▶ [Data for this exercise]:

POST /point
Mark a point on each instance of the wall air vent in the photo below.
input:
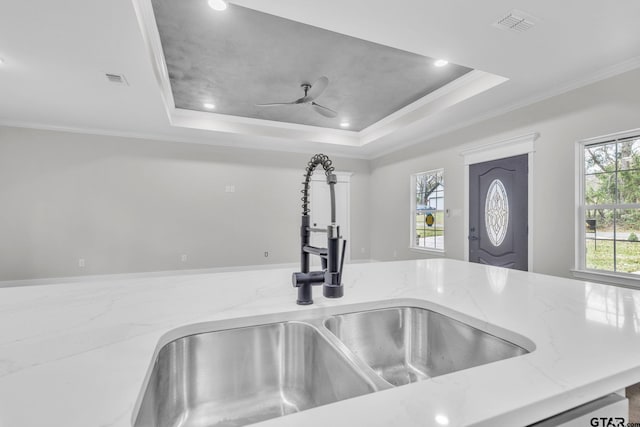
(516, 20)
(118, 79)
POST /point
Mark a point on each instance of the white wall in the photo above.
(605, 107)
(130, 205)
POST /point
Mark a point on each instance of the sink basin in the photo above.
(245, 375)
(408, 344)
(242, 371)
---
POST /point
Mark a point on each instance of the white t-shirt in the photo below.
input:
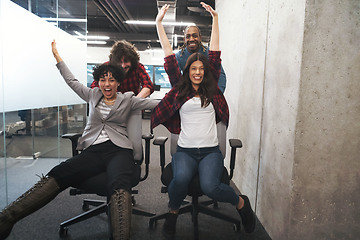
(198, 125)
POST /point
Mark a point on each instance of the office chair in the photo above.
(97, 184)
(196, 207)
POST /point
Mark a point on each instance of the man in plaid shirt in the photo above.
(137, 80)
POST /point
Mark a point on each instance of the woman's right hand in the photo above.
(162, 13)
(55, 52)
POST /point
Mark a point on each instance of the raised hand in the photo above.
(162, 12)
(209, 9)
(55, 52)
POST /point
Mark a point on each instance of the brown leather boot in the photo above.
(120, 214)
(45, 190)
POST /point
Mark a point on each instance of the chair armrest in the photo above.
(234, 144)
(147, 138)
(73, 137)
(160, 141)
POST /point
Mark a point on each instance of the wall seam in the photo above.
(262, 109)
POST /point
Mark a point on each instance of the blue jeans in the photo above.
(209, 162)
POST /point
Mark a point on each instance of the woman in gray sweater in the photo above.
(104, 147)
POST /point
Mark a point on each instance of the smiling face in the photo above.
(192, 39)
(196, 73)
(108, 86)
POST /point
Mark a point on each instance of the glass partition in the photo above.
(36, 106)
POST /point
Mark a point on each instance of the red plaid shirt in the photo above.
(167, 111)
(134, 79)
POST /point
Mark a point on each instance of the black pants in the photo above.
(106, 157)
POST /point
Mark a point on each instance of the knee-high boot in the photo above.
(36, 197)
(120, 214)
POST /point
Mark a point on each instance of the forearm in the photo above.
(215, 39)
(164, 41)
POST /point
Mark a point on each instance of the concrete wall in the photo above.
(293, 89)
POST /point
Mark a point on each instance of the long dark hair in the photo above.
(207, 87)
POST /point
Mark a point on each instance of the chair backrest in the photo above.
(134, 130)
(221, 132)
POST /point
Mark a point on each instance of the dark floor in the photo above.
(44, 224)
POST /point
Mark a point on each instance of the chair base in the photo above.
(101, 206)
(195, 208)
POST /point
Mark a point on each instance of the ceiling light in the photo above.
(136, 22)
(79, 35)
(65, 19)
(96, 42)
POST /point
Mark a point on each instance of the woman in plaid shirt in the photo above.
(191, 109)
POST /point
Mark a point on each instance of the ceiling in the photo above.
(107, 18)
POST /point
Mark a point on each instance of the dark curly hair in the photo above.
...
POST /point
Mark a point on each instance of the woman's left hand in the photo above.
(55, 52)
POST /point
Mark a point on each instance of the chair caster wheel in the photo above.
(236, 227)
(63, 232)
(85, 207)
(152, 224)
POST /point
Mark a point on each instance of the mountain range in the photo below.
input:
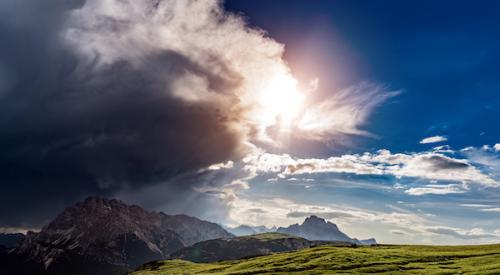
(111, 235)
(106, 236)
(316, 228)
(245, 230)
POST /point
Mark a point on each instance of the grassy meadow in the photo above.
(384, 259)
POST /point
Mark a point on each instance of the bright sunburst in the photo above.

▶ [Problem to work on]: Locate each line in the entries above that contains the string "ceiling", and copy those lines in full.

▶ [Solution to the problem]:
Mark a point on each instance of the ceiling light in the photo above.
Mark a point on each instance of the ceiling in the photo above.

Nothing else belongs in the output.